_Tasks and exercises:_
**1.** Reproduce the part of the passage on Abridge's funding that opens with the words containing "According to Abridge" and closes with "following the round.".
**2.** In one to three sentences, explain what the passage on Abridge's funding says the company aims to achieve by expanding its research and development.

According to Abridge Co-founder and CEO Dr. Shiv Rao, the company will use the capital to increase its research and development efforts, with the goal of further developing the software to use recordings from patient and clinician interactions to auto-populate additional areas of the electronic health record.
“From a structured data perspective, there are so many discrete fields inside existing systems that we can start to pre-populate,” Rao said. “That, in and of itself, is a huge effort that we're excited with this new capital investment to go after.”
Rao said the funding will also allow it to double its headcount to between 120 and 140 people. The company has offices in San Francisco, New York, Pittsburgh and Madison, Wisconsin.
The company declined to share its valuation following the round.
The clinical documentation space has been buzzing with interest since ChatGPT's public launch in November 2022. Abridge competitor Nuance, acquired by Microsoft in March 2022 for $19.7 billion, announced it was adding OpenAI’s ChatGPT successor GPT-4 to its product offerings in March 2023.

_Recorded data:_
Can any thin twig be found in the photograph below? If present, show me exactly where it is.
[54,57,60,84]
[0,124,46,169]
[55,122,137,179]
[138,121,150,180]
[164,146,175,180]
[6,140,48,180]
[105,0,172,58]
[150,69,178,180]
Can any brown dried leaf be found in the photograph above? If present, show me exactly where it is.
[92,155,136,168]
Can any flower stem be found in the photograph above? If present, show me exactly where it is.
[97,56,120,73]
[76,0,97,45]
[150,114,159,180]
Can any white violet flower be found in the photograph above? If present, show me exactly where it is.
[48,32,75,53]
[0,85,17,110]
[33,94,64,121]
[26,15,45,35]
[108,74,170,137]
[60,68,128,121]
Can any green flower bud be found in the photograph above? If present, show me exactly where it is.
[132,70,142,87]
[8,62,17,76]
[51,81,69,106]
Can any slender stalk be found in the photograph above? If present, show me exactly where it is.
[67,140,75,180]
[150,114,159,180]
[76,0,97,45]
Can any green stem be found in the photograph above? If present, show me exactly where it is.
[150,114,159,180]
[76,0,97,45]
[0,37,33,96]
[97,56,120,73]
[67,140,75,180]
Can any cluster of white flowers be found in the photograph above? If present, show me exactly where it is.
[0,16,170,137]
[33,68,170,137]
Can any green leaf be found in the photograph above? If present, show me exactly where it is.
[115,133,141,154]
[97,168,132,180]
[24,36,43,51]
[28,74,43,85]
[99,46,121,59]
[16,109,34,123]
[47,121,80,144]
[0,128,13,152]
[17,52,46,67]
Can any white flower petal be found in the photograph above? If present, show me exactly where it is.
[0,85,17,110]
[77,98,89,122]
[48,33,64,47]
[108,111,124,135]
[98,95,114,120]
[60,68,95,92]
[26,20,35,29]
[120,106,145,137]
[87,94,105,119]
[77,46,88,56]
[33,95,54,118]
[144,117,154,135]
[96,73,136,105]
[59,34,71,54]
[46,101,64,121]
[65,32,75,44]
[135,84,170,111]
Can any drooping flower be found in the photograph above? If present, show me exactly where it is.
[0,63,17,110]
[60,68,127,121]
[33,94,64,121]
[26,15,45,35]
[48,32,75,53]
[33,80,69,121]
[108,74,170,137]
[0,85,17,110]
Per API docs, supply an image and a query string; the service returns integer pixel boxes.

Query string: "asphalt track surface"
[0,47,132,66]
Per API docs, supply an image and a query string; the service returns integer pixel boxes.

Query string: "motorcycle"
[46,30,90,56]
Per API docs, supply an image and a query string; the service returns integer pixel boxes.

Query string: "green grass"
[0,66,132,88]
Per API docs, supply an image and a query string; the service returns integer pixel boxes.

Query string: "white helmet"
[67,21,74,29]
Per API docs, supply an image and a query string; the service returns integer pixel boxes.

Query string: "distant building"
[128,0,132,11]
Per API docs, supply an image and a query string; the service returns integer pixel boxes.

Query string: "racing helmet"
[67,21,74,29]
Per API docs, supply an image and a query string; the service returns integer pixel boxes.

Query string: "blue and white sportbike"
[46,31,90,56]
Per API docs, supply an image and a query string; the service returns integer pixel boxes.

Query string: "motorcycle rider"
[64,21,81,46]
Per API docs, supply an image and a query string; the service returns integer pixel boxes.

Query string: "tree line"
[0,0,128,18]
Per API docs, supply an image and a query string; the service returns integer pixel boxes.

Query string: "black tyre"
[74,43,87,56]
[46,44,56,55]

==

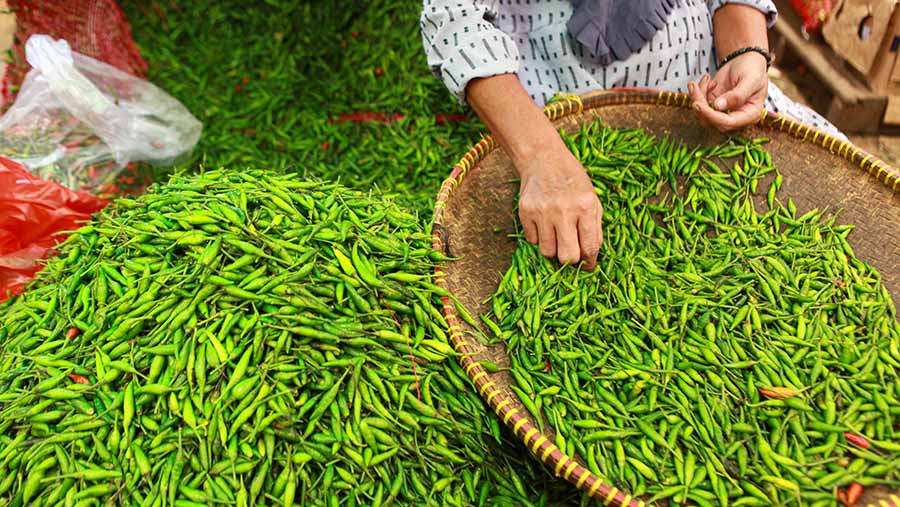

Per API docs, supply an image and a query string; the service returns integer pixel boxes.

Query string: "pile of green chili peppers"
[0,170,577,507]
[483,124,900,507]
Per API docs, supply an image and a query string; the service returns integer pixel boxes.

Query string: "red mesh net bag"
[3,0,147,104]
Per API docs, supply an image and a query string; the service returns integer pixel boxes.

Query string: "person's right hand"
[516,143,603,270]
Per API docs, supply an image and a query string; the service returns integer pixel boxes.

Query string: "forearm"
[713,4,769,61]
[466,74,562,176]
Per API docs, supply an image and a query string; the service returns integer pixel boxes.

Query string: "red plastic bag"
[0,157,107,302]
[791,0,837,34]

_Responses:_
**1.**
According to Abridge Co-founder and CEO Dr. Shiv Rao, the company will use the capital to increase its research and development efforts, with the goal of further developing the software to use recordings from patient and clinician interactions to auto-populate additional areas of the electronic health record.
“From a structured data perspective, there are so many discrete fields inside existing systems that we can start to pre-populate,” Rao said. “That, in and of itself, is a huge effort that we're excited with this new capital investment to go after.”
Rao said the funding will also allow it to double its headcount to between 120 and 140 people. The company has offices in San Francisco, New York, Pittsburgh and Madison, Wisconsin.
The company declined to share its valuation following the round.

**2.** Abridge aims to develop its software further so that it can use recordings of patient and clinician interactions to auto-populate more areas of the electronic health record. Rao says existing systems contain many discrete fields that the company can start to pre-populate.